> **Records for this task**

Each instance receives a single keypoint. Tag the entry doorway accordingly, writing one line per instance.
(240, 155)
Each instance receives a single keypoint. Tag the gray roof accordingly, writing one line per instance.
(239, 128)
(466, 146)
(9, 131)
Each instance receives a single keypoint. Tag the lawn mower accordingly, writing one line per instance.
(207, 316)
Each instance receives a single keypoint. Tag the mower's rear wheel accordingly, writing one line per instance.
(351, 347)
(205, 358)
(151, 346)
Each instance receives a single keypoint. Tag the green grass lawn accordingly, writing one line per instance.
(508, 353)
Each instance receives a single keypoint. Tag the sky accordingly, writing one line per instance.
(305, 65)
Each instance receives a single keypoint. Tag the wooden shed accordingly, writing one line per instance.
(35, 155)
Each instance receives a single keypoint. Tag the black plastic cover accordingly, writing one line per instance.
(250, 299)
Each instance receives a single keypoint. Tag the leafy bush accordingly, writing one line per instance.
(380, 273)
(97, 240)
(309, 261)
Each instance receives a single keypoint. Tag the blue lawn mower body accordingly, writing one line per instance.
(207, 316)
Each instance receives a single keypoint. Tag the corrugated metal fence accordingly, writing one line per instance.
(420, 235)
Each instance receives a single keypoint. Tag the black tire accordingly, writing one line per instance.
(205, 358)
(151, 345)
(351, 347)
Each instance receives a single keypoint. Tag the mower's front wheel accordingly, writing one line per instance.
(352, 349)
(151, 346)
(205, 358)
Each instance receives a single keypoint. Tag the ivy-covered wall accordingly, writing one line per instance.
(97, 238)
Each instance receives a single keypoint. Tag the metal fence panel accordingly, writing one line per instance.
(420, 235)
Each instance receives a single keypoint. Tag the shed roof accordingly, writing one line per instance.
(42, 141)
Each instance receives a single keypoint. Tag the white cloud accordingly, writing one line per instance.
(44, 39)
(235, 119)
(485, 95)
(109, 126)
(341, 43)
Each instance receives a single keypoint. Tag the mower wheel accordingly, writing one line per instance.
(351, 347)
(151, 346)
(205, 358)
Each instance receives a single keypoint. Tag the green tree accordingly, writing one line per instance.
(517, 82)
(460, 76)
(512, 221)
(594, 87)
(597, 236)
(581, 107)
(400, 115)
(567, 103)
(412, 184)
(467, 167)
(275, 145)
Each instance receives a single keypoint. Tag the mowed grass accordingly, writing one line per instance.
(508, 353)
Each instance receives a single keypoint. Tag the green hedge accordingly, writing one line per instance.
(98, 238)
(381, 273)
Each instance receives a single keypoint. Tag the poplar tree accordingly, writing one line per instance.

> **Your task**
Set down every entry again, word for word.

> **Your response**
Each instance receives a single keypoint. Tag the entry doorway accordingly, writing one line per instance.
(240, 155)
Each instance receives a single keypoint. Tag the gray roof accordingly, writing one line per instance.
(239, 128)
(466, 146)
(9, 131)
Each instance receives a single keypoint. Tag the lawn mower accordingly, writing one line per instance.
(207, 316)
Each instance receives a single keypoint. Tag the mower's rear wheel accordingly, writing one line per instance.
(351, 347)
(205, 358)
(151, 346)
Each instance receives a single keypoint. Tag the green grass lawn accordingly, writing one line per instance.
(508, 353)
Each instance receives a single keypoint. Tag the sky accordingly, writing one line per instance.
(305, 65)
Each instance receives a single keypoint. Tag the wooden shed accordingly, writing one line per instance.
(35, 155)
Each instance receives a single keypoint. Tag the black plastic cover accordingly, writing one line per instance.
(250, 299)
Each instance receives a single keypoint. Tag the leafy bush accordingly, writing one line per instance.
(380, 273)
(97, 240)
(309, 261)
Each instance receives a single keypoint. Tag the blue lawn mower body accordingly, writing one line per instance.
(207, 316)
Each instance receives a single keypoint. Tag the corrugated metal fence accordingly, writing one line per instance.
(420, 235)
Each instance receives a single keypoint. Tag the black tire accordingly, writing one line per instance.
(205, 358)
(151, 345)
(351, 347)
Each instance receives a single keypoint. Tag the mower's front wheel accordingly, writing one line per instance.
(352, 349)
(151, 346)
(205, 358)
Each instance receives a single keypoint. Tag the ivy-covered wall accordingly, writing one line per instance.
(97, 238)
Each instance receives a single keypoint. Tag the metal fence panel accordingly, writing one line per instance.
(420, 235)
Each instance receives a single keypoint. Tag the shed roof accordingly, writing one line per instance.
(42, 141)
Each instance receives a single keypoint. Tag the white cloud accordingly, writing one line per instance.
(44, 39)
(235, 119)
(485, 95)
(109, 126)
(341, 43)
Each instance receives a single keypoint. Tag the mower wheel accordingly, writing one line per instance.
(351, 347)
(151, 346)
(205, 358)
Each instance receives a single keypoint. Tag the green tree accordingly, writing one line per instance.
(517, 82)
(460, 76)
(512, 221)
(594, 87)
(597, 236)
(581, 107)
(400, 115)
(567, 103)
(412, 184)
(467, 167)
(275, 145)
Each instance receives a single keypoint. Tag the mowed grass accordingly, writing one line per instance.
(508, 353)
Each instance receives a single keypoint. Tag the green hedge accordingly, writing one line per instance.
(98, 238)
(381, 273)
Each instance receives a single keypoint. Tag the poplar tree accordingly, writing one line per instance.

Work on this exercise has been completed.